» **Yapılacak İşler**
A – Gazze'deki saldırılara dair metinde "Açıklamada, 102 ambulansın" sözlerinin geçtiği yerden başlayın, "bin 667’ye yükseldi." sözlerinden sonra durun ve aradaki kısmı kelimesi kelimesine yazın.
B – Girdilerde "fence" sözcüğünün geçtiği her satırı bulun ve bu satırları olduğu gibi kopyalayın.

» **Seçilen Bölüm**
Açıklamada, 102 ambulansın İsrail bombardımanları sonucu kullanılamaz hale geldiği ifade edildi. İsrail saldırılarında 300 sağlık personeli, 32 sivil savunma görevlisi ile 96 gazetecinin öldüğü belirtilen açıklamada, 40 sağlık personeli ve 8 gazetecinin de İsrail güçlerince alıkonulduğu aktarıldı. Açıklamada ayrıca, çoğu çocuk ve kadın 7 bin kişinin kayıp olduğu, bunların ya enkaz altında ya da akıbeti hakkında bilgi alınamayan kişiler olduğu ifade edildi. İsrail’in düzenlediği saldırılarda ölenlerin sayısı dün itibariyle 214 artarak 19 bin 667’ye yükseldi.
GÜNEYDE DE KATLİAM BAŞLADI
İsrail ordusunun dün Gazze Şeridi’nin güneyindeki Refah kentine düzenlediği saldırılarda 25 Filistinli hayatını kaybetti. İsrail’in saldırılarının Gazze’nin güneyindeki Refah kentinde yoğunlaştığı kaydedilirken saldırılarda onlarca kişinin yaralandığı bilgisi paylaşıldı. Bombalamalarda Zarab ailesinden 14, Attiya ailesinden 8 ve Abdulal ailesinden ise 3 kişinin yaşamını yitirdiği ifade edildi. AA’nın aktardığına göre, hayatını kaybeden Filistinliler arasında gazeteci Adil Zarab’ın da bulunduğu aktarıldı. İsrail saldırılarında 7 Ekim’den bu yana yaşamını yitiren Filistinli gazeteci sayısının 94’e yükseldiği kaydedildi. İsrail ordusunun, Refah’ın yanı sıra Nuseyrat Mülteci Kampı, Han Yunus ve Deyr Belah bölgelerini de bombaladığı bildirildi. İsrail’in abluka altındaki Gazze Şeridi’nin kuzeyindeki Cibaliya beldesinde de bir derneğin binasını ve birçok evi hedef aldığı hava saldırılarında çok sayıda Filistinli öldürüldü ve yaralandı.
Görgü tanıklarından alınan bilgiye göre, İsrail’in bombardımanında Gazze’deki yaralı ve engellilerin tedavisiyle ilgilenen Es-Selame Derneği binası ile çevredeki bazı evler hedef alındı. Saldırılarda çok sayıda Filistinli öldürüldü ve yaralandı. İnsan Hakları İzleme Örgütü’nden Fred Abrahams ise İsrail’in ayrım gözetmeden vurduğunu belirtti. Beyaz bayraklı üç rehinenin öldürülmesini işaret eden Abrahams “İsrail ordusu yıllardır eylemleri nedeniyle cezalandırılmıyor. Bu konuda kırmızı çizgiler çekilebilseydi bu üç rehine hayatta olabilirdi” dedi.

Veri bloğu
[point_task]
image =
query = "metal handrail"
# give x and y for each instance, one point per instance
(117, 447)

--

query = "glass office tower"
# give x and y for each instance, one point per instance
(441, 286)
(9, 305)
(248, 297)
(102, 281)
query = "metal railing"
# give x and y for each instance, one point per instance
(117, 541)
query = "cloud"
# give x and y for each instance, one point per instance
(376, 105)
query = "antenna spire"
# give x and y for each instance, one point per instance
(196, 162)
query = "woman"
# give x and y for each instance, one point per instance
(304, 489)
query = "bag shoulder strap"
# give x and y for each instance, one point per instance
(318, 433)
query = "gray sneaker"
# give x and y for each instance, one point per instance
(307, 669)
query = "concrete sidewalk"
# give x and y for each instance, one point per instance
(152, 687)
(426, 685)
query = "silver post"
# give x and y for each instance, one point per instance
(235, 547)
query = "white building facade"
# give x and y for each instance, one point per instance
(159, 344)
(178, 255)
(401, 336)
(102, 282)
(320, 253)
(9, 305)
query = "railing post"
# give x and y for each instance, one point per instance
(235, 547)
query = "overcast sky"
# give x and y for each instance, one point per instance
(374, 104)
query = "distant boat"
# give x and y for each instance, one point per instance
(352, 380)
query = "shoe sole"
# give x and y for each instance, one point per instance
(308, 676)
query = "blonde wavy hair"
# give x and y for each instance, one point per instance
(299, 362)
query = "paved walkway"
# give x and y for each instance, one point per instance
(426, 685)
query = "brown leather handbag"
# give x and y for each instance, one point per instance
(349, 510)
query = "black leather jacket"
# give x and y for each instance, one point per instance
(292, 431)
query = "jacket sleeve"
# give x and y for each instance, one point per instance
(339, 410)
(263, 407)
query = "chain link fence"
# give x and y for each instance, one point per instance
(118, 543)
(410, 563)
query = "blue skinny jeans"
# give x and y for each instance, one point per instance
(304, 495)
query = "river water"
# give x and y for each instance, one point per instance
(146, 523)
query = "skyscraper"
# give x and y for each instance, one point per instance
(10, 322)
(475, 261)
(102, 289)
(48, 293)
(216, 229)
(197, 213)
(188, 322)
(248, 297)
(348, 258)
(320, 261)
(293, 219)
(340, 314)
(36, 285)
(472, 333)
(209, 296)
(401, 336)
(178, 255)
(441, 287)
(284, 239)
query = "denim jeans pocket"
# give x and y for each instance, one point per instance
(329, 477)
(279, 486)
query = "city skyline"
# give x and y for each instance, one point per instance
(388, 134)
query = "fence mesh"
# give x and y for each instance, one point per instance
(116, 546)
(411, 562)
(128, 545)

---

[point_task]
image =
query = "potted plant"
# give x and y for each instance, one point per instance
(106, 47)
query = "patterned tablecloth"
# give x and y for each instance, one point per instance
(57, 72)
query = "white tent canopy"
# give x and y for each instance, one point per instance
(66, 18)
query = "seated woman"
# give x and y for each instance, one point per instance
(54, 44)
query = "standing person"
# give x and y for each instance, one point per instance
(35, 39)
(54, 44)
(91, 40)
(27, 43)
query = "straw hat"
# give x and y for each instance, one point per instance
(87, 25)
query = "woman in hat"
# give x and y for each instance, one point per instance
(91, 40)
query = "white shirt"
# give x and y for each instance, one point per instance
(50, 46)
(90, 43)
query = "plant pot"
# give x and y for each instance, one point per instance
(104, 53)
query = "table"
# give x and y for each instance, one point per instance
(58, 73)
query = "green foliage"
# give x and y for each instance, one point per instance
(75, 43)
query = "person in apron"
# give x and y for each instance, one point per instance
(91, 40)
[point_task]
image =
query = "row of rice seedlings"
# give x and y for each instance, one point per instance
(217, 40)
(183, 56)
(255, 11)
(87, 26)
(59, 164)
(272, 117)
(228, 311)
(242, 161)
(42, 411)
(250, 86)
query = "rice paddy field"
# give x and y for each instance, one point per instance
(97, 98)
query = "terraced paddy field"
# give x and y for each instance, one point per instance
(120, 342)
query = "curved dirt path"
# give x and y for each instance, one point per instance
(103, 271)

» **Görev Sonuçları**
A –
Açıklamada, 102 ambulansın İsrail bombardımanları sonucu kullanılamaz hale geldiği ifade edildi. İsrail saldırılarında 300 sağlık personeli, 32 sivil savunma görevlisi ile 96 gazetecinin öldüğü belirtilen açıklamada, 40 sağlık personeli ve 8 gazetecinin de İsrail güçlerince alıkonulduğu aktarıldı. Açıklamada ayrıca, çoğu çocuk ve kadın 7 bin kişinin kayıp olduğu, bunların ya enkaz altında ya da akıbeti hakkında bilgi alınamayan kişiler olduğu ifade edildi. İsrail’in düzenlediği saldırılarda ölenlerin sayısı dün itibariyle 214 artarak 19 bin 667’ye yükseldi.

B –
query = "chain link fence"
query = "fence mesh"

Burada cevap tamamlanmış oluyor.